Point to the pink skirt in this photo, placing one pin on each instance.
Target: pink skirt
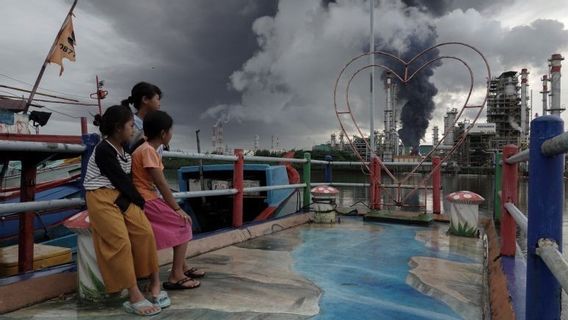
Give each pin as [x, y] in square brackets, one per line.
[169, 228]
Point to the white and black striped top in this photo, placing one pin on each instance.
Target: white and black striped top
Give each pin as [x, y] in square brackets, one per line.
[109, 168]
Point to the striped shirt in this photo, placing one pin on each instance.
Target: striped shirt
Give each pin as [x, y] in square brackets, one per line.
[94, 179]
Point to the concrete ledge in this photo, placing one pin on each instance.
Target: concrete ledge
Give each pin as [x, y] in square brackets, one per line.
[224, 239]
[28, 292]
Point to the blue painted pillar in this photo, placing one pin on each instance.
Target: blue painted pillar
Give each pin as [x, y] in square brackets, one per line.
[546, 197]
[327, 175]
[90, 141]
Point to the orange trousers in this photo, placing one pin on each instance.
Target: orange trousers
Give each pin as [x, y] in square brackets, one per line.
[124, 242]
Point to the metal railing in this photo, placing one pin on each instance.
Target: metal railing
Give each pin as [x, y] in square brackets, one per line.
[237, 191]
[520, 218]
[547, 269]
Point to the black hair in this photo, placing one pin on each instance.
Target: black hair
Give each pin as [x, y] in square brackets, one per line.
[114, 118]
[139, 91]
[155, 122]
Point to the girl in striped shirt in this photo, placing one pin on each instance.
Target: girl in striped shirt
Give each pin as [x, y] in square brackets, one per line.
[122, 236]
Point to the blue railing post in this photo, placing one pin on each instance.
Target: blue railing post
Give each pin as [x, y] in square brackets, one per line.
[546, 201]
[327, 176]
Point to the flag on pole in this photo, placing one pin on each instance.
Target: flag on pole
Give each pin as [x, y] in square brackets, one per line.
[65, 44]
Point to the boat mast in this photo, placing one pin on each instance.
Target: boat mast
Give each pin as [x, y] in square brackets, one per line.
[372, 80]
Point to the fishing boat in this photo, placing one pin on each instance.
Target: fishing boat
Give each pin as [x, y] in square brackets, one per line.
[215, 213]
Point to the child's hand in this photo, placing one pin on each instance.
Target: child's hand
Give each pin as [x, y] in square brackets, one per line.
[184, 215]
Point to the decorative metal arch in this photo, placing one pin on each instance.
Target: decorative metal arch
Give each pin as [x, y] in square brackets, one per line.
[405, 79]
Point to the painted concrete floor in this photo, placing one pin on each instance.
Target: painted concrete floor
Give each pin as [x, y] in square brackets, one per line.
[352, 270]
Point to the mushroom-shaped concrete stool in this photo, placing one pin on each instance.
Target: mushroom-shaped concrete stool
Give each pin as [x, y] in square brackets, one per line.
[464, 213]
[324, 198]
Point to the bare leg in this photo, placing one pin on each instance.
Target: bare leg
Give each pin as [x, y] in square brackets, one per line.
[155, 283]
[178, 266]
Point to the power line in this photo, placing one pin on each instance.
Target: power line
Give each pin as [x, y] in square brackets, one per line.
[38, 93]
[60, 102]
[62, 113]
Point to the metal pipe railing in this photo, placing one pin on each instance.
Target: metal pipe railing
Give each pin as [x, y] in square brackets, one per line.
[11, 208]
[519, 217]
[270, 188]
[548, 251]
[545, 213]
[272, 159]
[27, 146]
[204, 193]
[556, 145]
[518, 157]
[348, 184]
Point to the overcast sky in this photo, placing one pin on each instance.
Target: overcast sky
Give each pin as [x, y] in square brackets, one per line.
[267, 67]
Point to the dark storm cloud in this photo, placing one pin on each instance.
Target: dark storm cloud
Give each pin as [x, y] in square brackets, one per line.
[441, 7]
[193, 46]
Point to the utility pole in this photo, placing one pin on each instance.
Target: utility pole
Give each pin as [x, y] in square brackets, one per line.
[201, 181]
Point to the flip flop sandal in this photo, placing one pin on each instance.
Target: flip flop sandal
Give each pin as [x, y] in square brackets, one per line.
[137, 308]
[179, 285]
[162, 300]
[194, 273]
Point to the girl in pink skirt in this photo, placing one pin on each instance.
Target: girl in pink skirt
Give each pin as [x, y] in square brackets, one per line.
[171, 225]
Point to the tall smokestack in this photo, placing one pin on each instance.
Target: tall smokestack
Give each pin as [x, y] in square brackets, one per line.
[545, 93]
[435, 138]
[389, 125]
[555, 65]
[524, 109]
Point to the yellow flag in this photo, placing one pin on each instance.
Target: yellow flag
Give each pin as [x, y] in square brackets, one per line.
[64, 46]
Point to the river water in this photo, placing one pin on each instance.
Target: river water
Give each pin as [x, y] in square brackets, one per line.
[480, 184]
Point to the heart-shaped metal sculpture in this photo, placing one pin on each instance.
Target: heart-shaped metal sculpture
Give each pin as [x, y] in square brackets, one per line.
[405, 78]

########

What is being asked: Find the string "stool" in the listing and return every line that holds it.

Written reply:
Point to the mushroom-shaped concrete stool in this photo, placing one pin on each instance.
Target: mushroom-shaped concrete stool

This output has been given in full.